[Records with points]
· · · · · · ·

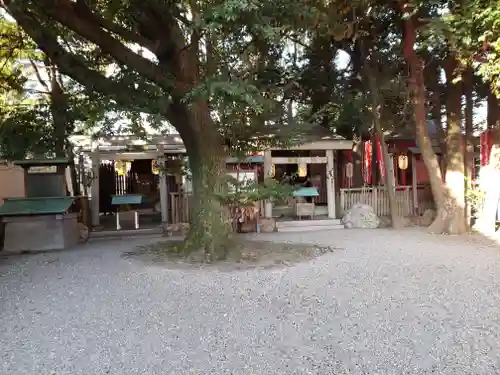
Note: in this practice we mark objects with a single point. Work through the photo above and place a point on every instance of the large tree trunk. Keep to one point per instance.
(210, 225)
(469, 129)
(432, 76)
(424, 141)
(389, 173)
(454, 222)
(417, 87)
(490, 174)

· · · · · · ·

Written request: Reproduce all of the material above word for word, omitting the pictures.

The result:
Note: in this practice we mark objects with a single point. Work through the photo above and place a point on every instance of the large tree trunk. Keep to one point per instance.
(210, 225)
(469, 129)
(432, 76)
(424, 141)
(389, 173)
(454, 222)
(417, 87)
(490, 174)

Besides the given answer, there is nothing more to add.